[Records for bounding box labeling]
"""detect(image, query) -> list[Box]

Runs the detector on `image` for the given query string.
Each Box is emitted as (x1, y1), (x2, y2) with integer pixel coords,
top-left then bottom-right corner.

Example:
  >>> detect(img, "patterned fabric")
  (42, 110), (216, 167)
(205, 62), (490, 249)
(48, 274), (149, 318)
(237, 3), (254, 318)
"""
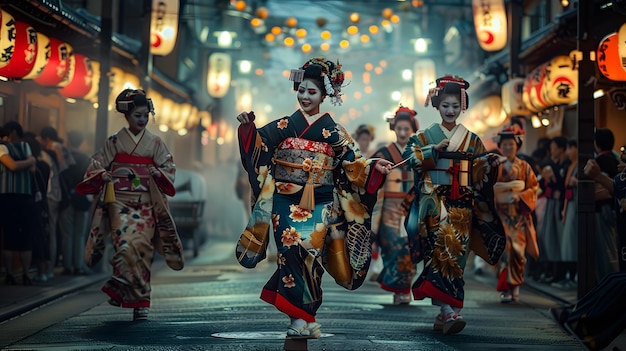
(404, 124), (506, 308)
(235, 111), (384, 322)
(372, 143), (416, 294)
(0, 141), (33, 195)
(496, 157), (539, 291)
(76, 128), (184, 308)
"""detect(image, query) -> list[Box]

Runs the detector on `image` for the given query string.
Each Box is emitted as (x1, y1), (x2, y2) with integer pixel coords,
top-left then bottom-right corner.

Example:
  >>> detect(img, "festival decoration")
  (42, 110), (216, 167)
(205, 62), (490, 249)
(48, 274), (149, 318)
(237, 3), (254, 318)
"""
(472, 0), (507, 51)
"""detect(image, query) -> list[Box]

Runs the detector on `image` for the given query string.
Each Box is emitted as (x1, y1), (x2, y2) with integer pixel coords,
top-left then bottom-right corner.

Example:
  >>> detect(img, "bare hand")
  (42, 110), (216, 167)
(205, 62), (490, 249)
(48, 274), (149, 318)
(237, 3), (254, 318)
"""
(148, 166), (161, 178)
(374, 159), (393, 174)
(237, 111), (254, 124)
(583, 159), (602, 179)
(435, 139), (450, 151)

### Exercise instructions
Reproduce the records from their beginning through the line containing "(496, 157), (539, 291)", inclusive, substituting "labeler" for "detector" and leaving all else unchanged. Omit the pictures.

### Complete response
"""detect(image, query) -> list[Box]

Runs the labeler on `image` for the given query string.
Each Box is emitted as (x1, y1), (x2, y2) with integer pixel coords,
top-left then bottom-right corner.

Example:
  >>> detect(img, "patterned fabric")
  (42, 110), (216, 167)
(205, 62), (490, 249)
(48, 274), (149, 318)
(237, 3), (254, 318)
"""
(404, 124), (506, 308)
(235, 111), (384, 322)
(372, 143), (416, 294)
(0, 141), (33, 195)
(496, 157), (539, 291)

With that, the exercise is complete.